▶ [WRITTEN INSTRUCTION 1]:
Can you reproduce, word for word, the entire forum thread on breeding a red zebra with a female peacock?
▶ [WRITTEN INSTRUCTION 2]:
How many lines of the records contain the string "post"? Reply with the number alone.

▶ [TEXT]:
# red zebra breeding with female peacock?



## toubabokoomi (Jan 26, 2011)

i think my red zebra may have breed with my female peacock is that possible? if so i heard the fry could be sterile and more aggressive? just trying to get some info i have no issue breeding peacocks but never dealt with cross breeding


----------



## Guest (Feb 4, 2011)

the ob (orange blotch) peacock was bred from breeding an ob zebra male with a female aulonocara species... so yea its def possible...i know people get all worked up over this and consider it tainting the blood line.. but im sure it would make for some interesting looking fish...


----------



## DJRansome (Oct 29, 2005)

The fry are likely to be fertile...that is the problem. :lol:

Fishkeepers do report that hybrids are more aggressive.


----------



## Fogelhund (Dec 3, 2002)

m1ke715m said:


> the ob (orange blotch) peacock was bred from breeding an ob zebra male with a female aulonocara species... so yea its def possible...i know people get all worked up over this and consider it tainting the blood line.. but im sure it would make for some interesting looking fish...

[Collected data]

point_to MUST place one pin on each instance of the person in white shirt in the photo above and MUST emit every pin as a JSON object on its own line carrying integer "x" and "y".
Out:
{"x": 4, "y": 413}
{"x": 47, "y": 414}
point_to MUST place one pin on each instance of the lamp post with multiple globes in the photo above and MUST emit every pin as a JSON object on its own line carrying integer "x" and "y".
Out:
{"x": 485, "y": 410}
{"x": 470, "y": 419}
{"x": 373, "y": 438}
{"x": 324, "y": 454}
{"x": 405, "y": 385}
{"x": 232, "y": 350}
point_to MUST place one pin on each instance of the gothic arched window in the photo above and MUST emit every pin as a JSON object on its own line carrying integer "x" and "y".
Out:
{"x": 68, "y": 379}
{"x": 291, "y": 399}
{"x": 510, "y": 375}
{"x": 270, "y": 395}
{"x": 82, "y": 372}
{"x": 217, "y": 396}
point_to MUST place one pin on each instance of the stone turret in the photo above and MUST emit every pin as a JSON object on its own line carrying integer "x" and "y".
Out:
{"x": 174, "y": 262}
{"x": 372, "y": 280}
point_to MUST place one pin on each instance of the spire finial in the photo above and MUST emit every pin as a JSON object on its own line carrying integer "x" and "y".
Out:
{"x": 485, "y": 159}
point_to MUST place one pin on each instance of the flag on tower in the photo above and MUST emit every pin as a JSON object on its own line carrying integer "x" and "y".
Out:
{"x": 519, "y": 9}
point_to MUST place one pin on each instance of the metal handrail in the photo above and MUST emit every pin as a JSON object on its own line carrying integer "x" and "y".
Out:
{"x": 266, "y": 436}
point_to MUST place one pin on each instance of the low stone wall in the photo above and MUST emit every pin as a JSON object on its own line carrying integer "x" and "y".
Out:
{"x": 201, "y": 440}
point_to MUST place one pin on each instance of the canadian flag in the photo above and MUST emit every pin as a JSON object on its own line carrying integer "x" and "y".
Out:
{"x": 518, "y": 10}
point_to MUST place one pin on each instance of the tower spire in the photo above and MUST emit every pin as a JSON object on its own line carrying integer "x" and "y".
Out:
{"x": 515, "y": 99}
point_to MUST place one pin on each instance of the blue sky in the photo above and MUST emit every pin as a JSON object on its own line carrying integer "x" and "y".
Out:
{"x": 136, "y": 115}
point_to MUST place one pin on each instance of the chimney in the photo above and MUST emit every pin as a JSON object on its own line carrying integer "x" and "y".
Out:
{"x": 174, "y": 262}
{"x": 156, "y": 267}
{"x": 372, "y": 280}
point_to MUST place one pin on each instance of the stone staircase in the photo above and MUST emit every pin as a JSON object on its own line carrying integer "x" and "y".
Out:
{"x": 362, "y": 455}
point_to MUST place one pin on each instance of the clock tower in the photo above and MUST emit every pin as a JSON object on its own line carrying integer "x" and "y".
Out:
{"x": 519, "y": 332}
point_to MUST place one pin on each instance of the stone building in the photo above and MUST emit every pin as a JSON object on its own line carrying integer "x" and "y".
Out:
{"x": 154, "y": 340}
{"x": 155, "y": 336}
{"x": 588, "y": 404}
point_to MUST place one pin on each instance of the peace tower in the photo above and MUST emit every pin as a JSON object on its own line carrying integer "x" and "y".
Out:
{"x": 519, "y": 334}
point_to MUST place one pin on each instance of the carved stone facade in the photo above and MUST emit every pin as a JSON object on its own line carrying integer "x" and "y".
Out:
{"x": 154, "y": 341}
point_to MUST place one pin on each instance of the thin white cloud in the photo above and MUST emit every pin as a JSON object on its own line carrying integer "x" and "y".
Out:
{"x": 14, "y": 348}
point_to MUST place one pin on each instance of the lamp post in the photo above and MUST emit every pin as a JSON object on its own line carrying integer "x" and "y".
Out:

▶ [PROBLEM SOLUTION 1]:
# red zebra breeding with female peacock?



## toubabokoomi (Jan 26, 2011)

i think my red zebra may have breed with my female peacock is that possible? if so i heard the fry could be sterile and more aggressive? just trying to get some info i have no issue breeding peacocks but never dealt with cross breeding


----------



## Guest (Feb 4, 2011)

the ob (orange blotch) peacock was bred from breeding an ob zebra male with a female aulonocara species... so yea its def possible...i know people get all worked up over this and consider it tainting the blood line.. but im sure it would make for some interesting looking fish...


----------



## DJRansome (Oct 29, 2005)

The fry are likely to be fertile...that is the problem. :lol:

Fishkeepers do report that hybrids are more aggressive.


----------



## Fogelhund (Dec 3, 2002)

m1ke715m said:


> the ob (orange blotch) peacock was bred from breeding an ob zebra male with a female aulonocara species... so yea its def possible...i know people get all worked up over this and consider it tainting the blood line.. but im sure it would make for some interesting looking fish...

▶ [PROBLEM SOLUTION 2]:
2